Activity
Write out the lines of the records from the one containing "the man with" to the very last, keeping each exactly as it is.

Data in this exercise
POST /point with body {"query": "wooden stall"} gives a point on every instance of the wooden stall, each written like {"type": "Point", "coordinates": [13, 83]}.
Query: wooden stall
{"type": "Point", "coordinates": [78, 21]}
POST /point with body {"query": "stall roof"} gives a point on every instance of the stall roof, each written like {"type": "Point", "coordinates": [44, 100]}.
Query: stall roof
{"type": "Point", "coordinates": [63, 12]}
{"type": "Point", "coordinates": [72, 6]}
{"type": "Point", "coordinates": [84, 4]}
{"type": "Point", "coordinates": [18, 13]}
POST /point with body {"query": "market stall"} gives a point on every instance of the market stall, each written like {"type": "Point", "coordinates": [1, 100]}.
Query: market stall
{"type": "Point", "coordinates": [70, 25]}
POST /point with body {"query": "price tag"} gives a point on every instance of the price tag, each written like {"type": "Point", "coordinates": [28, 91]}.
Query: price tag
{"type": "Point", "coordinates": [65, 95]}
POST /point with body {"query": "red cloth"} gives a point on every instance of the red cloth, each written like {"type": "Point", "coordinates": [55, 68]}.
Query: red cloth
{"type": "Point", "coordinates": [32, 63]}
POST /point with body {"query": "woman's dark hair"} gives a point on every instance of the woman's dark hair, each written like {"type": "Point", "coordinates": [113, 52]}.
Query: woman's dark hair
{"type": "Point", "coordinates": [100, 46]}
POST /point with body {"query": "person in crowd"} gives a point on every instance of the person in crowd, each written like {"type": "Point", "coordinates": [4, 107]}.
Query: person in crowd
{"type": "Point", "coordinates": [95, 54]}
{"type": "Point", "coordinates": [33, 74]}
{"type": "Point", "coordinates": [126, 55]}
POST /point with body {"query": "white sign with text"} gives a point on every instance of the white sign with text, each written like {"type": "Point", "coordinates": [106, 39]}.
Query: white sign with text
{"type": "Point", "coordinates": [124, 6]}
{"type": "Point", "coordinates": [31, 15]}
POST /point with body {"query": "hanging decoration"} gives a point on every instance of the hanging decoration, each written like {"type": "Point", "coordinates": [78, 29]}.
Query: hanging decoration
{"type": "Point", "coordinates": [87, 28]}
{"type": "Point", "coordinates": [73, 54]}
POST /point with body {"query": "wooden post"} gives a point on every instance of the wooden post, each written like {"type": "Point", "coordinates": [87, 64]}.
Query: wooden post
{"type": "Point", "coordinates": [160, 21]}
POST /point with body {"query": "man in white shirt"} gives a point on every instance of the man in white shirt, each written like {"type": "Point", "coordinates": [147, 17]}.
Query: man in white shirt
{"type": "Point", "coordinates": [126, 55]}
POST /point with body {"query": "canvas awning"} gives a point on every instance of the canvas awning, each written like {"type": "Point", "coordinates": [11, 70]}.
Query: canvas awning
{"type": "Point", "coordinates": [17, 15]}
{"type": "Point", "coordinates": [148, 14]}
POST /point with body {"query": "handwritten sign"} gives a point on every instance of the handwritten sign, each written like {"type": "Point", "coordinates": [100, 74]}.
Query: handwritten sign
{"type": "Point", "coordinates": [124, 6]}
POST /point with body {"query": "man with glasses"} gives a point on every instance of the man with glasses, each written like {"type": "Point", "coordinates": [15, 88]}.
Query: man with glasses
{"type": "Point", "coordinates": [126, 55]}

Response
POST /point with body {"query": "man with glasses"} gives a point on every instance of the man with glasses, each written like {"type": "Point", "coordinates": [15, 88]}.
Query: man with glasses
{"type": "Point", "coordinates": [126, 55]}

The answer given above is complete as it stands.